(Instruções e requisitos): Dê sequência ao texto sobre o pedido de falência fundado na tríplice omissão, começando logo após a última frase apresentada.
━━━ Trecho para leitura ━━━
É de conhecimento geral que a finalidade do processo de falência, reside no interesse coletivo, sendo o instituto de ordem pública, embora vise resolver em conjunto questões de interesses privados.

Indiscutivelmente, a especialidade do processo concursal falimentar são os interesses supremos da economia nacional que estão acima, inclusive, da realização da par conditio creditorum ou do saneamento do meio empresarial.

A mais de doze anos, o Brasil intentou ampla reforma na sua legislação falimentar, dotando o ordenamento jurídico pátrio de uma lei moderna e consentânea com a aspiração do crescimento econômico e redução das desigualdades sociais, através do fortalecimento das empresas, o estímulo ao empreendedorismo e a liberdade de iniciativa.

Seguindo a tradição das revogadas leis falimentares no Brasil, a Lei nº 11.101, de 09 de fevereiro de 2005 permeia normas de direito material e processual. Portanto, as alterações introduzidas através das Leis nº 11.232/2005 e nº 11.382/2006 no Código de Processo Civil de 1973 e mantidas no Código de Processo Civil de 2015, repercutiram no processo de falência, notadamente ao que se refere a causa de pedir com fundamento no artigo 94, II, da Lei falimentar, que trata da presunção de insolvência do empresário, in verbis: “Será decretada a falência do devedor que: II – executado por qualquer quantia líquida, não paga, não deposita e não nomeia à penhora bens suficientes dentro do prazo legal.”

Tríplice omissão

O principal requisito para requerer a decretação da falência do devedor reside na caracterização da tríplice omissão, ou seja, o devedor, devidamente citado em execução ou intimado para cumprir a sentença, sem relevante razão de direito não paga, não deposita a importância devida e não nomeia bens à penhora dentro do prazo legal, restando caracterizada, assim, a sua insolvência.

Observa-se pelo Artigo 515 da atual Lei processual que a execução por título judicial transformou-se em simples cumprimento de sentença, refletindo no processo falimentar, exatamente porque o credor pode requerer a falência do devedor, quando este executado, por qualquer quantia líquida, não paga, não deposita e não nomeia bens suficientes à penhora dentro do prazo legal.

Convém lembrar, que o requerimento da falência, nessa hipótese, deve ser instruído com a certidão expedida pelo juízo em que se processa a execução, conforme disposto no artigo 94, § 4º da Lei falimentar.

Logo, a tríplice omissão deve ser comprovada mediante a juntada nos autos de certidões que descrevam brevemente o processo de execução frustrado e as infrutíferas tentativas de satisfação do crédito, pelo credor, além de conter o valor atualizado da dívida.
━━━ Informações fornecidas ━━━
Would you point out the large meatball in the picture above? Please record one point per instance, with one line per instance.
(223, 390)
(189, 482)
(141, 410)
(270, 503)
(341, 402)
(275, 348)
━━━
(Resposta escrita):
Deve-se, também, demonstrar que o processo de execução que fundamenta o pedido de falência esteja extinto ou, ao menos suspenso, tendo em vista que o devedor não pode ser demandado duas vezes pela mesma dívida.

Salienta-se que, o pedido de falência embasado no inciso II do artigo 94 da Lei falimentar refere-se à quebra do devedor que já teve demonstrada sua insolvência por meio de processo judicial válido, sendo meramente facultativo, o protesto extrajudicial do débito segundo a condição prevista no inciso I do mesmo dispositivo legal.

Citado, o devedor terá a opção de contestar o pedido ou, se preferir, depositar a importância devida, corrigida e acrescida dos juros legais até a data do efetivo depósito, sob pena, de ser decretada sua quebra.

Nota-se que a atual Lei processual alterou a sistemática dos procedimentos judiciais relativos à execução por títulos judiciais e extrajudiciais, exigindo nova interpretação da Lei de Falências no que tange ao pedido com fundamento no artigo 94, II, que será objeto de análise a seguir.

Foto: Fotografia CNJ

Execução singular

No que tange a repercussão da execução singular na Lei de Falência, entende-se que não tendo o devedor garantido a execução através do depósito da importância da dívida ou a nomeação de bens à penhora, o credor pode com fundamento na execução frustrada valer-se da Lei falimentar, requerendo com base no artigo 94, II, a falência do devedor empresário.

O devedor que contrai uma dívida se obriga a pagar quantia determinada e quando não o faz, o credor poderá exigir o recebimento forçado de seu crédito através do processo de execução. Porém, sendo o objeto da dívida dinheiro, no processo de execução o credor não poderá pleitear de imediato o recebimento em pecúnia, cujo valor tenha equivalência com a dívida, portanto, se faz necessário que agrida o patrimônio do devedor e o transforme em dinheiro, para que assim consiga receber o seu crédito ou se preferir requeira a adjudicação do bem penhorado pelo valor devido.

Embora o devedor possa embargar a execução, a penhora deve ser realizada após 03 (três) dias da citação, desde que não seja feito o pagamento, conforme dispõe o §1º do artigo 829 da Lei processual “O executado será citado para pagar a dívida no prazo de 3 (três) dias, contado da citação. §1o Do mandado de citação constarão, também, a ordem de penhora e a avaliação a serem cumpridas pelo oficial de justiça tão logo verificado o não pagamento no prazo assinalado, de tudo lavrando-se auto, com intimação do executado.”

Ainda convém ressaltar que conforme disposto no §2º do mesmo dispositivo, a penhora recairá sobre os bens indicados pelo credor/exequente, salvo se outros forem indicados pelo devedor/executado e aceitos pelo juiz, mediante demonstração de que a constrição proposta lhe será menos onerosa e não trará prejuízo ao credor/exequente.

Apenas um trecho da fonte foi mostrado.